The task = Set out exactly, and with nothing added, the line containing "for every instance of the gutter, set" and every line after it through the final line of the data.

Source material =
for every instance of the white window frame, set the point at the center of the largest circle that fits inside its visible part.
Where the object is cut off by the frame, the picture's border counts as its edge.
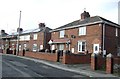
(82, 30)
(62, 33)
(116, 31)
(35, 37)
(80, 46)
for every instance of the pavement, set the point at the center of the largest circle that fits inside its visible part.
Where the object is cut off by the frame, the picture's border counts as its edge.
(83, 69)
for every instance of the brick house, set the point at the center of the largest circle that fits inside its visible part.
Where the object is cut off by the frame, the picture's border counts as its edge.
(31, 40)
(87, 35)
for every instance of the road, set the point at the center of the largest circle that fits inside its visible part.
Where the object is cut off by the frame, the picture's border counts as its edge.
(13, 66)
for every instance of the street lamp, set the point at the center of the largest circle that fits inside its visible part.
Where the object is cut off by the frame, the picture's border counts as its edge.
(18, 37)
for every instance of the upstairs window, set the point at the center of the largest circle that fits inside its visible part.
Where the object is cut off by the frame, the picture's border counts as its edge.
(35, 37)
(82, 31)
(62, 33)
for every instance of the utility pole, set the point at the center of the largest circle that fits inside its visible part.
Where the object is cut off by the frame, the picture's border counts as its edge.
(18, 37)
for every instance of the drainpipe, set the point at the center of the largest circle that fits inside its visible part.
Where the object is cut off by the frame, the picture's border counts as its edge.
(103, 38)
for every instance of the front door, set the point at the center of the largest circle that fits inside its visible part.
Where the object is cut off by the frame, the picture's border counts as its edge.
(96, 48)
(61, 46)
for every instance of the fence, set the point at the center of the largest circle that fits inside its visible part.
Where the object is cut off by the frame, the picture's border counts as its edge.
(111, 64)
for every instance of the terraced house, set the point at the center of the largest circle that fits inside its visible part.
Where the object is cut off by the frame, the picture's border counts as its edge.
(87, 35)
(31, 40)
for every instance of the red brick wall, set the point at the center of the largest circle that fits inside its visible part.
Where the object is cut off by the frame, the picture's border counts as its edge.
(98, 62)
(76, 59)
(111, 41)
(101, 62)
(93, 36)
(116, 60)
(41, 55)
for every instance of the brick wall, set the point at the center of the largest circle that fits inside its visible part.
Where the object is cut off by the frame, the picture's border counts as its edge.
(98, 62)
(76, 59)
(93, 36)
(41, 55)
(116, 60)
(111, 41)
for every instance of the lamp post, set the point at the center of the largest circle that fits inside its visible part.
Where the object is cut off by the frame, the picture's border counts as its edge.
(18, 37)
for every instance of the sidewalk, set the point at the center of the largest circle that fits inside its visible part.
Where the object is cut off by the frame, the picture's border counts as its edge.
(83, 69)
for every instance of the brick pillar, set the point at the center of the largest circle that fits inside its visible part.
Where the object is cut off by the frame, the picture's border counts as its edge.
(93, 61)
(57, 56)
(109, 64)
(64, 57)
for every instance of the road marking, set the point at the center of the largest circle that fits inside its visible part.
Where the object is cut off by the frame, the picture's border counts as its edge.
(46, 67)
(24, 74)
(18, 64)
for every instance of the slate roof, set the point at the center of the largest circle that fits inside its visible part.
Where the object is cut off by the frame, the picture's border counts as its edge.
(33, 31)
(87, 21)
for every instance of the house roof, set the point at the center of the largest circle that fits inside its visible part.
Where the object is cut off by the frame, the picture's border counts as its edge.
(87, 21)
(59, 41)
(32, 31)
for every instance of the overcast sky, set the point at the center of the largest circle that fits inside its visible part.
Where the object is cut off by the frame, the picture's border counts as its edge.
(54, 13)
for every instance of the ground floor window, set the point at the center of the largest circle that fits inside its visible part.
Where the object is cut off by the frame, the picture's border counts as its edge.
(81, 46)
(34, 47)
(53, 47)
(20, 47)
(61, 46)
(41, 47)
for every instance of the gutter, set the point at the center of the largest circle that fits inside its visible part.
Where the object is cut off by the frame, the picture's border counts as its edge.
(77, 26)
(103, 35)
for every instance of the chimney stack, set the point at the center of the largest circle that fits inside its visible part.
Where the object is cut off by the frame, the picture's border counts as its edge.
(41, 25)
(85, 15)
(19, 30)
(2, 31)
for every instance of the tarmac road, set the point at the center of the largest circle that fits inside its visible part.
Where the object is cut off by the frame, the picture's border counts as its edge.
(13, 66)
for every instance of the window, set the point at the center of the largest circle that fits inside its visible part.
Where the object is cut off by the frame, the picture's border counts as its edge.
(25, 46)
(61, 46)
(116, 31)
(53, 47)
(34, 47)
(82, 31)
(20, 47)
(62, 33)
(35, 36)
(81, 46)
(41, 47)
(25, 37)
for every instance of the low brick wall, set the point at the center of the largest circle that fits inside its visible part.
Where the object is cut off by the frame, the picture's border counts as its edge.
(116, 65)
(116, 60)
(41, 55)
(1, 51)
(76, 59)
(98, 62)
(101, 62)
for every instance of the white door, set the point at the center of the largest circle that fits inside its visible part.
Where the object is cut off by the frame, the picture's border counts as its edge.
(96, 48)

Exercise answer =
for every instance of the gutter, set the point at the center of the largest circle that fits inside its visible part.
Where the object is cut off by the frame, the picture's border counts as its edge.
(77, 26)
(103, 35)
for every instance of the chimney stack, set the point at the center of the largest circle that fits inside its visible part.
Where the object is cut off by the frame, the picture's border counts as its edge.
(41, 25)
(85, 15)
(19, 30)
(2, 31)
for every instance of the tarmac road, set the point at the center of the largest circle that fits inside its visible part.
Where the object is cut off by the frame, the picture's border counts as its edge.
(13, 66)
for every instance of the window, set the point at the center of the largest circle that fits inside its visible part.
Where the object is cut off by the frame, the picture's border counts as its edge.
(25, 46)
(61, 46)
(116, 31)
(53, 47)
(34, 47)
(82, 31)
(20, 47)
(62, 33)
(35, 36)
(81, 46)
(41, 47)
(25, 37)
for every instance of the low brick wall, set the point at the center of the largest circle that fits inside its visible part.
Where the object is cut off by the frame, the picture's border counts as its edge.
(116, 65)
(116, 60)
(41, 55)
(1, 51)
(76, 59)
(98, 62)
(101, 62)
for every instance of the white door, set the point at the center of the largest circle that fits inside its visible part.
Where the object is cut off by the frame, the picture's border counts as its edge.
(96, 48)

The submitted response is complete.